• Data for this task:
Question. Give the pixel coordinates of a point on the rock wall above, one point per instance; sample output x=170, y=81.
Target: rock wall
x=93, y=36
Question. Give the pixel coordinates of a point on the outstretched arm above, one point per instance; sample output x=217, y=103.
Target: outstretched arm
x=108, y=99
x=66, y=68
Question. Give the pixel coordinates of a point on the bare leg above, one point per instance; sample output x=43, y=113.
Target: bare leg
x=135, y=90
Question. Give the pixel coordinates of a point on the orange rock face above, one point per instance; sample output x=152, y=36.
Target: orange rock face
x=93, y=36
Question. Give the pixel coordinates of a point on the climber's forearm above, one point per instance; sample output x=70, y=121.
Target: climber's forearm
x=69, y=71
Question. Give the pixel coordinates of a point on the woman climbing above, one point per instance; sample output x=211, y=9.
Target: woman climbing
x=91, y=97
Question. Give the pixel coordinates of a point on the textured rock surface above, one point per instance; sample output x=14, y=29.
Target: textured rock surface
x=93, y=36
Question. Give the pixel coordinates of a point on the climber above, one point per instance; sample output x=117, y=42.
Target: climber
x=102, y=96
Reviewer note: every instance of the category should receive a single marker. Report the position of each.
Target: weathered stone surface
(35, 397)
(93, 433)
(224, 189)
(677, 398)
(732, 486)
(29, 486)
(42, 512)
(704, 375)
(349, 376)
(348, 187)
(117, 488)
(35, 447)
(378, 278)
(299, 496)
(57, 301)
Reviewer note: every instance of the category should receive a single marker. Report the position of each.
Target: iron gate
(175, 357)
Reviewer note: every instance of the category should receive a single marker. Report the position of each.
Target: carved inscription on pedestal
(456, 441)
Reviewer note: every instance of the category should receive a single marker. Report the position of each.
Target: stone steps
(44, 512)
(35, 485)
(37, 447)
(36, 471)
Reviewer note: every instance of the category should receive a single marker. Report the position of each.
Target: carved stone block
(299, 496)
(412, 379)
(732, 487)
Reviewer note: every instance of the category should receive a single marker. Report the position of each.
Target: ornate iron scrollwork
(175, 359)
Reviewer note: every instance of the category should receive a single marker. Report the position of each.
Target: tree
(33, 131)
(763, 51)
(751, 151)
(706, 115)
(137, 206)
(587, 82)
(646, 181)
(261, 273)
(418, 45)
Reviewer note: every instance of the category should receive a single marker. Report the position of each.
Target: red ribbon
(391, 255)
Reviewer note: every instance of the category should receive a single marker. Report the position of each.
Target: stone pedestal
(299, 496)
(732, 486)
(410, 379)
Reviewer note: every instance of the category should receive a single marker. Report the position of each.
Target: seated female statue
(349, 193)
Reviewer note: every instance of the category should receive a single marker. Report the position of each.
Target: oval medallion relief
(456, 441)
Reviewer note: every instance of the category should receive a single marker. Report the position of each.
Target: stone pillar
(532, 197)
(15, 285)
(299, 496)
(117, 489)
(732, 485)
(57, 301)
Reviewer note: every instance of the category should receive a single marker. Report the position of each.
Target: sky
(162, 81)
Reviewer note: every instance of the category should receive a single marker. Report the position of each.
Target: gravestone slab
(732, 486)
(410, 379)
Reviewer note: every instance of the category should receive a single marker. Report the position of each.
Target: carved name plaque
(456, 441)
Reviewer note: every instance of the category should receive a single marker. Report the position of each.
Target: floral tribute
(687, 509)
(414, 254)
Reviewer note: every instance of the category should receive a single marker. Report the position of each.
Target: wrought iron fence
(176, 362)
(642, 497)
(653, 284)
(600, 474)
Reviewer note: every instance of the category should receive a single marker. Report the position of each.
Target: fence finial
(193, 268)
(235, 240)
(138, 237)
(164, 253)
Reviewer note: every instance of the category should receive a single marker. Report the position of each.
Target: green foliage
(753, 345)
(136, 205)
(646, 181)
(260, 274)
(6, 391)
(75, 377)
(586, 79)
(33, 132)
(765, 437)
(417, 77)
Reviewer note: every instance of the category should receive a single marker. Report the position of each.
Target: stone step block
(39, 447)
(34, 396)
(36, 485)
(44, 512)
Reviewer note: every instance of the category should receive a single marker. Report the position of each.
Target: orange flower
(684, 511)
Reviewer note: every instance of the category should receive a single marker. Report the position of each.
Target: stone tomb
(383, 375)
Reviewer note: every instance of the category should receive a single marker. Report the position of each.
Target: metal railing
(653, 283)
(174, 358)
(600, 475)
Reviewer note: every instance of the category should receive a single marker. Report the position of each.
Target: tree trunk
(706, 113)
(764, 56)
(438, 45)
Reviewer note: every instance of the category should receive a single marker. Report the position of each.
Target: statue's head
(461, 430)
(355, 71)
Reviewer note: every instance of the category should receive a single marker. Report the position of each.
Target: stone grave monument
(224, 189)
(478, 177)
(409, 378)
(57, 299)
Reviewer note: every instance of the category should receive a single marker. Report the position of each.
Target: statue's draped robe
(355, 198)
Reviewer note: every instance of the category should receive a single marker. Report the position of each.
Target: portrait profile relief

• Work required:
The material must be duplicated in full, with each line kept exact.

• Exercise solution:
Question. Give the pixel coordinates of a point on the rock wall above, one point per instance; sample output x=170, y=81.
Target: rock wall
x=93, y=36
Question. Give the pixel coordinates of a point on the outstretched arm above, one point per instance; sample output x=217, y=103.
Target: outstretched arm
x=108, y=99
x=66, y=68
Question. Give the pixel coordinates of a point on the bare leg above, one point per instance; sample output x=43, y=113.
Target: bare leg
x=135, y=90
Question. Give the pixel coordinates of a point on the orange rock face above, one point per instance; sample output x=152, y=36.
Target: orange rock face
x=93, y=36
Question. Give the pixel coordinates of a point on the climber's forearm above, one point per instance; sample output x=70, y=121.
Target: climber's forearm
x=69, y=71
Question. Give the pixel coordinates of a point on the woman climbing above, one point per instance; sample output x=211, y=9.
Target: woman climbing
x=91, y=97
Question. Give the pixel coordinates of a point on the textured rock surface above, one point per instance; sample output x=14, y=29.
Target: textured rock surface
x=93, y=36
Question. Give the pixel coordinates of a point on the climber above, one point per instance; sample output x=117, y=42.
Target: climber
x=102, y=96
Reviewer note: every instance of the category should receive a single marker. Report the position of each.
Target: weathered stone surface
(35, 397)
(93, 433)
(224, 189)
(677, 398)
(732, 486)
(29, 486)
(42, 512)
(704, 375)
(349, 376)
(348, 187)
(117, 488)
(35, 447)
(378, 278)
(299, 496)
(57, 301)
Reviewer note: every instance of the category should receive a single marker. Report the position of each.
Target: iron gate
(175, 357)
Reviewer note: every instance of the category should receive a single marker. Report the position of each.
Target: carved inscription on pedestal
(456, 441)
Reviewer note: every instance of the category should receive a single marker. Report the position of each.
Target: stone steps
(44, 512)
(35, 485)
(37, 447)
(36, 471)
Reviewer note: every instance of the category should receive a single marker. Report the position of each.
Target: carved stone block
(299, 496)
(412, 379)
(732, 487)
Reviewer note: every instance of the category should receive a single marker. Report the position of each.
Target: ornate iron scrollwork
(175, 359)
Reviewer note: every instance of the category should receive a single marker. Report the position of each.
Target: tree
(33, 131)
(763, 51)
(751, 151)
(706, 115)
(137, 206)
(587, 82)
(646, 181)
(261, 273)
(418, 45)
Reviewer note: every instance of the category should receive a single marker. Report the position of each.
Target: red ribbon
(391, 255)
Reviewer note: every instance of the category should receive a single marker. Report the position of each.
Target: stone pedestal
(299, 496)
(732, 486)
(410, 379)
Reviewer note: every instance of the category should receive a single marker. Report the position of each.
Target: seated female statue
(349, 193)
Reviewer note: every instance of the category should receive a single marker. Report the position of each.
Target: oval medallion relief
(456, 441)
Reviewer note: every instance of the category should receive a single marker. Report the position of each.
Target: stone pillar
(532, 197)
(15, 285)
(299, 496)
(117, 489)
(732, 485)
(57, 301)
Reviewer note: every instance of the category should receive a single marker. Report the position of each.
Target: sky
(162, 81)
Reviewer note: every instance of the category should receive a single marker. Report the position of each.
Target: gravestone slab
(732, 486)
(410, 379)
Reviewer note: every instance of the category should receive a single marker. Report the position of each.
Target: carved name plaque
(456, 441)
Reviewer note: every instance of the category should receive a single marker. Report the position of each.
Target: floral tribute
(687, 509)
(414, 254)
Reviewer note: every instance of the category should receive a single marker. Report the position of each.
Target: wrought iron fence
(176, 362)
(642, 497)
(653, 284)
(600, 474)
Reviewer note: every instance of the category should receive a single marker. Report the position of each.
Target: fence finial
(193, 268)
(235, 240)
(138, 237)
(164, 253)
Reviewer note: every instance of the category should receive a single marker. Report the position of each.
Target: green foliage
(753, 345)
(136, 205)
(646, 181)
(260, 274)
(6, 391)
(75, 377)
(586, 79)
(33, 132)
(765, 437)
(417, 77)
Reviewer note: every instance of the category should receive a single marker. Report the position of each.
Target: stone step block
(39, 447)
(34, 396)
(36, 485)
(44, 512)
Reviewer note: every instance of the category should receive a single marker. Report the position of each.
Target: orange flower
(684, 511)
Reviewer note: every instance of the category should receive a single marker. Report the position of each.
Target: stone tomb
(383, 375)
Reviewer note: every instance of the category should receive a single marker. Report the position of each.
Target: metal railing
(653, 283)
(174, 358)
(600, 475)
Reviewer note: every instance of the category should receive a single marker. Report the position of each.
Target: tree trunk
(706, 113)
(764, 56)
(438, 45)
Reviewer note: every instance of the category should receive a single marker. Report the position of each.
Target: statue's head
(461, 430)
(355, 71)
Reviewer note: every instance of the category should receive a single marker. Report the position of each.
Target: stone grave monument
(224, 189)
(478, 177)
(409, 378)
(57, 299)
Reviewer note: every instance of the category should receive a single marker. Report the position of each.
Target: statue's draped robe
(355, 198)
Reviewer note: every instance of the category should receive a single marker. Report the position of each.
Target: portrait profile relief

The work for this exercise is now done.